╭─ TEKS BACAAN

KPA (Kursus Pendidikan Agama) Wilayah DKI Jakarta tahun ini memiliki kesan yang sangat berarti untuk saya yang kebetulan betugas sebagai mentor, juga bagi peserta dan seluruh panitia yang terlibat didalamnya.
Bagaimana tidak, secara sadar Kami semua menjadi bagian dari penggenapan Wahyu Hz. Masih Mau’ud (as), wahyu yang berbunyai “Innii uhaafidhu Kulla man Fiddaari” yang artinya “Sesungguhnya Aku (Allah swt.) akan menyelamatkan setiap orang yang tinggal di dalam dinding rumahmu.” Dan penggenapannya menjadi bagian penting dalam cerita kami.
Wahyu yang beliau terima ini sudah berusia lebih dari 100 tahun. Sebuah janji dari Allah (swt) untuk menyelamatkan para pengikutnya dari Wabah Pes yang melanda penduduk Negeri India. Dimana kala itu Allah (swt) menghendaki untuk memperlihatkan suatu tanda kasih sayang dari langit untuk para pengikut sejati Hz. Imam Mahdi. Namun, kami percaya penggenapannya pun masih berlaku untuk para pengikut sejatinya di masa ini.

╰─

» **TUGAS**
1/ Jawablah pertanyaan berikut berdasarkan teks bacaan tentang KPA Wilayah DKI Jakarta.
(a) Sebagai apa penulis bertugas dalam KPA tersebut?
(b) Berapa usia wahyu yang diterima Hz. Masih Mau'ud (as) menurut teks itu?
(c) Dari wabah apa para pengikut dijanjikan selamat, dan wabah itu melanda penduduk negeri mana?
2/ Tulislah lanjutan teks bacaan tentang KPA Wilayah DKI Jakarta, mulai setelah kalimat terakhirnya.
Entri-entri sesudah ini tidak berperan dalam pengerjaan bagian ini.

╭─ DATA YANG DIBERIKAN

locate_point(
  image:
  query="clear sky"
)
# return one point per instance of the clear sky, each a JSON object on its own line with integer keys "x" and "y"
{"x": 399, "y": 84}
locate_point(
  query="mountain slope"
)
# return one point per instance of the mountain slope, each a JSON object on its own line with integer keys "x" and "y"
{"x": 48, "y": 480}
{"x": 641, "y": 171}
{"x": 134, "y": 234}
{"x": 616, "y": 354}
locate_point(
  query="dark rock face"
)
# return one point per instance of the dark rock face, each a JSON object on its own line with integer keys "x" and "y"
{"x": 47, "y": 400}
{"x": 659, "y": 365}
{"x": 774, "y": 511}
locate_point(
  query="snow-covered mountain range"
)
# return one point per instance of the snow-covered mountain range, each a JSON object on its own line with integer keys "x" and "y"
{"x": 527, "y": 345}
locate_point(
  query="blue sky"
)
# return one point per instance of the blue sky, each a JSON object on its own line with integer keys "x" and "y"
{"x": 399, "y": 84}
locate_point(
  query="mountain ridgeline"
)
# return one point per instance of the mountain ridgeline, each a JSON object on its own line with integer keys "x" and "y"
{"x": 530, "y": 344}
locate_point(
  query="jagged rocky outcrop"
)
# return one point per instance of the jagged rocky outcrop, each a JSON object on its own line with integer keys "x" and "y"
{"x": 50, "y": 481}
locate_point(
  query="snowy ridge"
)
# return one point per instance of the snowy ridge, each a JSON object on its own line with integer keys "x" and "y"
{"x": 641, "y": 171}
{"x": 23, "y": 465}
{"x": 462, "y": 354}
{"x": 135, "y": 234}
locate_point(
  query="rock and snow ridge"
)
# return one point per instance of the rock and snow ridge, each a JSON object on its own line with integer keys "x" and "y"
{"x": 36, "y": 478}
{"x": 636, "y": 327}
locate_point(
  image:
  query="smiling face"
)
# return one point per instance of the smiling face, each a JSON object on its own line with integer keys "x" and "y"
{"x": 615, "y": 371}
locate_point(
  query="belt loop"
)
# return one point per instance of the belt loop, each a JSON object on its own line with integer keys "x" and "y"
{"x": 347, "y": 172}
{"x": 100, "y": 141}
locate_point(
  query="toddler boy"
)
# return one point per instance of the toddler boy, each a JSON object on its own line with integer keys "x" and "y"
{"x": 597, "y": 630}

╰─

» **JAWABAN**
1/
(a) Penulis bertugas sebagai mentor.
(b) Wahyu itu sudah berusia lebih dari 100 tahun.
(c) Para pengikut dijanjikan selamat dari Wabah Pes yang melanda penduduk Negeri India.

2/
Kisah kami bermula di malam terakhir kami melaksanakan KPA. Kebetulan tahun ini kami melaksanakan KPA berlokasi di Pantai Carita, Anyer. Malam itu, Sabtu 22 Desember 2018, Panitia telah menyiapkan acara malam terakhir kami dengan sedemikian rupa. Malam itu kami mengadakan acara yang disebut dengan “Malam Keakraban”, mendengar tema yang diusung saya berekspetasi bahwa acara ini akan dilaksanakan di ruangan terbuka misalnya di Pantai atau paling tidak di Taman depan hotel kami menginap. Karena sebelumnya saya melihat perlengkapan barbeque sudah siap sedia di Taman tersebut. Sehingga tidak heran saya menganggap bahwa untuk kegiatan ini akan dilaksanakan di Taman dengan suasana yang mengasikan.
Namun dugaan saya salah, rupanya untuk kegiatan Malam Keakraban ini dilaksanakan di Aula Hotel, sedikit kecewa namun kekecewaan kami terobati karena Panitia menjanjikan untuk tetap melaksanakan ‘barbeque’ di taman tersebut dengan menu Kambing Guling setelah acara Malam Keakraban di Aula Hotel selesai.
Meskipun Malam Keakraban ini dilaksanakan di dalam ruangan namun seluruh peserta sangat menikmati acara ini, dalam acara ini panitia menampilkan video pendek yang mewakili kegiatan peserta KPA 3 hari sebelumnya. Tawa kegembiraan serta riuh suara anak-anak peserta KPA hadir karena melihat video tersebut, anak-anak saling menertawai teman-temannya atau sekedar menertawai diri mereka yang berada dalam video tersebut. Tidak hanya peserta, saya sebagai mentor pun larut dalam acara Malam Keakraban ini.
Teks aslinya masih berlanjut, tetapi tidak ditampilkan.